───── PROVIDED ENTRIES
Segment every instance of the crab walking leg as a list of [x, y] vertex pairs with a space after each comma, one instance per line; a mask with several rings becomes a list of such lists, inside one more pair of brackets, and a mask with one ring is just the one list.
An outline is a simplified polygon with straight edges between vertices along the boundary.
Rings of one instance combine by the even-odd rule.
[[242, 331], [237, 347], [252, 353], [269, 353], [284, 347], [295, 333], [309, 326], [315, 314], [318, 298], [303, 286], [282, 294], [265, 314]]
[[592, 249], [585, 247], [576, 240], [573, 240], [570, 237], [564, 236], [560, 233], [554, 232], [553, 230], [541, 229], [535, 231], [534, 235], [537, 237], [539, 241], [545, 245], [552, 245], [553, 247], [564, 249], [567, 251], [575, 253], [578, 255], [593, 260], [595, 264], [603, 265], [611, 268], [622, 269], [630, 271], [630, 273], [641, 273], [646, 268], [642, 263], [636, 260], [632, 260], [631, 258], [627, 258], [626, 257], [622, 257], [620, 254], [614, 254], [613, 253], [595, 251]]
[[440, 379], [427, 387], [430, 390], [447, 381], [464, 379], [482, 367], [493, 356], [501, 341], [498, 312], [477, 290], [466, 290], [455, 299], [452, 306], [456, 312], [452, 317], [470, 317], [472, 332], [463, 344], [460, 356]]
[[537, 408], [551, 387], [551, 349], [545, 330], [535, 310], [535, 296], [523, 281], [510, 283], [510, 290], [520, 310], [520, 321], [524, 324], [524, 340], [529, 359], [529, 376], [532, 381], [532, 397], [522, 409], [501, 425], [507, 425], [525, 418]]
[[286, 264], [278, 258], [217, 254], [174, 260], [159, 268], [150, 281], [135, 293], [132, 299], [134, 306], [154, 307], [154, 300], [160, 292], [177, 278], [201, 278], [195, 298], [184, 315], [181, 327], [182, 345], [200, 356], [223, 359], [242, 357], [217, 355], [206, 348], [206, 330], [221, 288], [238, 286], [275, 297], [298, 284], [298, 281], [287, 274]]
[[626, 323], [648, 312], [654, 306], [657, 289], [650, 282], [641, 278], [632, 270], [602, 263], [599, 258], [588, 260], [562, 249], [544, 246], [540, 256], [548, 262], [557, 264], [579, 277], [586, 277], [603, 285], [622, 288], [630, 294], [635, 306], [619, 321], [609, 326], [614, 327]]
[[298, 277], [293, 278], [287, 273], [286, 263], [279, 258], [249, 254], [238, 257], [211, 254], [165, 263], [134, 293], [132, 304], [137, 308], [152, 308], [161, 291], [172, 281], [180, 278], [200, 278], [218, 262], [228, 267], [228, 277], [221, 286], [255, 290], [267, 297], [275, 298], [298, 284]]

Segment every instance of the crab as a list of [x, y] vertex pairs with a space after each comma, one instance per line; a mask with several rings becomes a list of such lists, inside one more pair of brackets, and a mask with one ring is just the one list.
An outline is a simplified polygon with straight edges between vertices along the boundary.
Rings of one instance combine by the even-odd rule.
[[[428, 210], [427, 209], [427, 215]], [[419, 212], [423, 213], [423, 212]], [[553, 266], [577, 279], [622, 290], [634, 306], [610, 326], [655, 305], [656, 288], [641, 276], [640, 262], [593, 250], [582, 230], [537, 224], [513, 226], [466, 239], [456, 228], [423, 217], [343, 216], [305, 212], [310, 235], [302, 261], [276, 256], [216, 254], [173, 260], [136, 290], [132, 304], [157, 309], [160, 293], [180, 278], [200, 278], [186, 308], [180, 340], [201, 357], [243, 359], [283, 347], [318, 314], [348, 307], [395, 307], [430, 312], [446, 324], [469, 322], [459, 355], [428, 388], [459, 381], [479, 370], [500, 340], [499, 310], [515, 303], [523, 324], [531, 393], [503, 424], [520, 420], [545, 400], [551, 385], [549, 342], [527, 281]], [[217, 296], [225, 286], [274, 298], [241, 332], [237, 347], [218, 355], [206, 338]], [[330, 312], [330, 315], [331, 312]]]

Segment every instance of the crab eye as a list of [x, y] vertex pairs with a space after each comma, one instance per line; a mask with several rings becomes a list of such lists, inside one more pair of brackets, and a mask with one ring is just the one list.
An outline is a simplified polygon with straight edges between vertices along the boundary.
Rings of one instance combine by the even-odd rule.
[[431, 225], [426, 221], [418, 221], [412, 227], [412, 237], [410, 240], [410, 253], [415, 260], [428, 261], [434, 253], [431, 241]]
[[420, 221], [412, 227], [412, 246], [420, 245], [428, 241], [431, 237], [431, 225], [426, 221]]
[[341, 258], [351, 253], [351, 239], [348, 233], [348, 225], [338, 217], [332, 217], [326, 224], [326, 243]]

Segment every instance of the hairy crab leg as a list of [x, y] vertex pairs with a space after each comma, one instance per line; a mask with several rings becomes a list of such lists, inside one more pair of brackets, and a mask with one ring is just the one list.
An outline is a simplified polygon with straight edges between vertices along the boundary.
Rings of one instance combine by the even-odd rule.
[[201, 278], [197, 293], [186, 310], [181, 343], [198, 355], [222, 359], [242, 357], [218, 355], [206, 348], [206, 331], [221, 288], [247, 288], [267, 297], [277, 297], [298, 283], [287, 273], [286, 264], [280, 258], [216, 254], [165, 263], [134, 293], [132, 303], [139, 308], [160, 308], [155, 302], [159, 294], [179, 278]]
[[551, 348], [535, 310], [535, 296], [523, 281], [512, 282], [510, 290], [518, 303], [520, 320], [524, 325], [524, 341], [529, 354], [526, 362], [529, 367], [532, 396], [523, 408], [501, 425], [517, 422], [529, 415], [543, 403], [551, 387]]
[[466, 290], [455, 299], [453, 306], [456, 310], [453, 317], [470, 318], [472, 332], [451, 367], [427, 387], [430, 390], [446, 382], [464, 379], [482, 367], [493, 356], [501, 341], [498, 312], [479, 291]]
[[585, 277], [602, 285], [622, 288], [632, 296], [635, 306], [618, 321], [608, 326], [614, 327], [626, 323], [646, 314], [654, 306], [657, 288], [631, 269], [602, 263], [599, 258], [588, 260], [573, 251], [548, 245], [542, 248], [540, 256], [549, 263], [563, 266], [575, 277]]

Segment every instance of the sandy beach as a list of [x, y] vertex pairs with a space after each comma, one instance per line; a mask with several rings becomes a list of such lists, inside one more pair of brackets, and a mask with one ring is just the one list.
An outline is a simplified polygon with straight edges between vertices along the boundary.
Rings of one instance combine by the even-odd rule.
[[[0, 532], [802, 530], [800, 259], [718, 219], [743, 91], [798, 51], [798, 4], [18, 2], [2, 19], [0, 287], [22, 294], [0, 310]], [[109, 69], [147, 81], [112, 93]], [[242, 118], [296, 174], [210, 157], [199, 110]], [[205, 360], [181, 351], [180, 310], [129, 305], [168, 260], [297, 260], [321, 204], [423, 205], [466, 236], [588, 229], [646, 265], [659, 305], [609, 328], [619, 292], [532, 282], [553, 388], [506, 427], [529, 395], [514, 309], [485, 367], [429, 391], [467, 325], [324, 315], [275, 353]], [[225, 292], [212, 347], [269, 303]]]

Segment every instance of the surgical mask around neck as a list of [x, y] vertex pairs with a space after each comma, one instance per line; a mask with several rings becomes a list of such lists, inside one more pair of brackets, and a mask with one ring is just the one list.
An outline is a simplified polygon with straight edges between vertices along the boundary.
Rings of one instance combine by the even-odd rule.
──────────
Scale the stretch from the start of the records through the line containing "294], [265, 314]]", requests included. Multiply every vertex coordinate in the outlines by 0.25 and round to whole numbers, with halves going up.

Segment every instance of the crab walking leg as a list of [x, y] vertex pairs with a space after each comma, one instance per line; a mask with several rings becomes a list of such lists, inside one more pair of brackets, and a mask with one ring is just the one list.
An outline is a simplified polygon with straight edges between vertices along the boundary.
Rings of one instance combine by the even-odd rule.
[[61, 83], [59, 87], [63, 88], [67, 88], [71, 87], [74, 83], [77, 82], [79, 79], [80, 75], [76, 72], [71, 74], [66, 79]]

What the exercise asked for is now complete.